▶ [Exercise text]:
* * * * * * *

Objective: To compare selected features of histopathology in acute otitis media caused by various bacteria and examine potential differences due to bacterial species, as well as possible correlation to experimental and human clinical findings.
Methods: Rat models of acute otitis media caused by Streptococcus pneumoniae (MC), non-typeable or type b Haemophilus influenzae (NTHI/HIB) or Moraxella catarrhalis (MC) were studied longitudinally up to 6 months after bacterial challenge. Findings related to dynamics of goblet cell density, modeling and remodeling of bone tissue structures and polyp, as well as fibrous adhesion formation and persistence are presented.
Results: Middle ear goblet cell density progressed to peak 2 weeks after bacterial inoculation, thereafter gradually normalizing. However, density and accordingly middle ear secretory capacity was still significantly increased after 6 months in all bacteria, except MC. The HI species induced the highest increase. Initial osteoresorption was followed by massive osteoneogenesis, progressing to a peak after 2-3 months, followed by some degree of normalization, concurrently classic remodeling. Primarily SP, but also the HI species induced more new bone formation than MC. Mucosal polyp and fibrous adhesion formation occurred regardless of bacterial species. Most polyps appeared in the early phases and the HI species induced formation of more polyps and adhesions than the other bacteria.
Conclusion: Acute middle ear infection with the Haemophilus species induce the highest increase of mucosal secretory capacity, lasting for at least 6 months after the acute incident. Thus, a subsequent development of secretory otitis media seems more likely following infection with these bacteria. Equivalently, mucosal scarring observed as polyp and fibrous adhesion formation was more severe following Haemophilus infection. S. pneumoniae induced the most marked changes of bone tissue structures, seen as initial osteoresorption and subsequent osteoneogenesis. Overall, infection with M. catarrhalis induced the mildest changes.

* * * * * * *

▶ [Records shown]:

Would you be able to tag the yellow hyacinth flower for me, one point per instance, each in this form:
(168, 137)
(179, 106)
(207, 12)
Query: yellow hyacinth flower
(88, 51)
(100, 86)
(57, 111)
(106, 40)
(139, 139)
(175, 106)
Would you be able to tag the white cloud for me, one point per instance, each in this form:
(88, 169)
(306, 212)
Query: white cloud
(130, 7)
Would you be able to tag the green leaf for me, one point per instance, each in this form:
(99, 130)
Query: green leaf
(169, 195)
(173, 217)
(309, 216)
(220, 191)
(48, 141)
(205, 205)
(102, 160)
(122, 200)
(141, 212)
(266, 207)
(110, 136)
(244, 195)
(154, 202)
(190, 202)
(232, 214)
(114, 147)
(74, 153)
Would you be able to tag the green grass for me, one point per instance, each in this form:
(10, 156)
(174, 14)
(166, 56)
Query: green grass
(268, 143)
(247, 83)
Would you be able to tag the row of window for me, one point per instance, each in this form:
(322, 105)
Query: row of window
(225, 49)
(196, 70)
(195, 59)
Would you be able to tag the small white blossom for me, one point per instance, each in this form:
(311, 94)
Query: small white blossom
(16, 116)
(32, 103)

* * * * * * *

▶ [Task goal]: Please output, word for word, the stretch of the otitis media abstract above from "Conclusion: Acute middle" through "the mildest changes.".

▶ [Problem solution]:
Conclusion: Acute middle ear infection with the Haemophilus species induce the highest increase of mucosal secretory capacity, lasting for at least 6 months after the acute incident. Thus, a subsequent development of secretory otitis media seems more likely following infection with these bacteria. Equivalently, mucosal scarring observed as polyp and fibrous adhesion formation was more severe following Haemophilus infection. S. pneumoniae induced the most marked changes of bone tissue structures, seen as initial osteoresorption and subsequent osteoneogenesis. Overall, infection with M. catarrhalis induced the mildest changes.